Directives –
[a] Translate this sentence from the Ceph cluster status fields text into Spanish: "It helps reveal potentially problematic components."
[b] Write what comes next in the Ceph cluster status fields text, picking up after its final line.

** START Document extract **

High-level status fields #

  • healthReport - Complete information about Ceph cluster including cluster, Ceph resources, and daemon health. It helps reveal potentially problematic components.
  • lastHealthCheck - DateTime when previous cluster state check occurred.
  • lastHealthUpdate - DateTime when previous cluster state update occurred.
  • issues - List of strings of all issues found during cluster state check.
  • state - Cluster state that can be Ok or Failed depending on the Ceph cluster state check.

Health report status fields #

  • rookOperator - State of the Rook Ceph Operator pod which contains the following fields:

    • status - contains short state of current Rook Ceph Operator pod;
    • issues - represents found Rook Operator issues, otherwise it is empty;
  • rookCephObjects - General information from Rook about the Ceph cluster health and current state. Contains the following fields:

    • cephCluster - Contains Ceph cluster status information.
    • blockStorage - Contains status of block-storage related objects status information.
    • cephClients - Represents a key-value mapping of Ceph client's name and its status.
    • objectStorage - Contains status of object-storage related objects status information.
    • sharedFilesystems - Contains status of shared filesystems related objects status information.
    Example rookCephObjects status
    status:
      healthReport:
        rookCephObjects:
          cephCluster:
            state: <rook ceph cluster common status>
            phase: <rook ceph cluster spec reconcile phase>
            message: <rook ceph cluster phase details>
            conditions: <history of rook ceph cluster reconcile steps>
            ceph: <ceph cluster health>
            storage:
              deviceClasses: <list of used device classes in ceph cluster>
            version:
              image: <ceph image used in ceph cluster>
              version: <ceph version of ceph cluster>
        blockStorage:
          cephBlockPools:
            <cephBlockPoolName>:
              ...
              phase: <rook ceph block pool resource phase>
        cephClients:
          <cephClientName>:
            ...

** END Document extract **
** START Source data **

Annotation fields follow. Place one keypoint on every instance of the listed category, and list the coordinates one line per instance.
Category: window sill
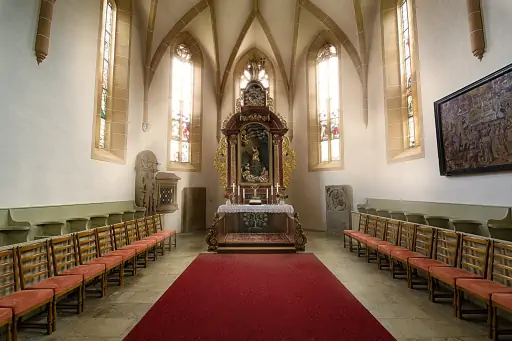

** END Source data **

Response list –
[a] Ayuda a revelar componentes potencialmente problemáticos.

[b]
            phase: <rook ceph client resource phase>
        objectStorage:
          cephObjectStore:
            <cephObjectStoreName>:
              ...
              phase: <rook ceph object store resource phase>
          cephObjectStoreUsers:
            <rgwUserName>:
              ...
              phase: <rook ceph object store user resource phase>
          objectBucketClaims:
            <bucketName>:
              ...
              phase: <rook ceph object bucket claims resource phase>
          cephObjectRealms:
            <realmName>:
              ...
              phase: <rook ceph object store realm resource phase>
          cephObjectZoneGroups:
            <zonegroupName>:
              ...
              phase: <rook ceph object store zonegroup resource phase>
          cephObjectZones:
            <zoneName>:
              ...
              phase: <rook ceph object store zone resource phase>
        sharedFilesystems:
          cephFilesystems:
            <cephFSName>:
              ...
              phase: <rook ceph filesystem resource phase>
    
  • cephDaemons - Contains information about the state of the Ceph and Ceph CSI daemons in the cluster. Includes the following fields:

    • cephDaemons - Map of statuses for each Ceph cluster daemon type. Indicates the expected and actual number of Ceph daemons on the cluster. Available daemon types are: mgr, mon, osd, and rgw.
    • cephCSIPluginDaemons - Contains information, similar to the daemonsStatus format, for each Ceph CSI plugin deployed in the Ceph cluster: rbd and cephfs.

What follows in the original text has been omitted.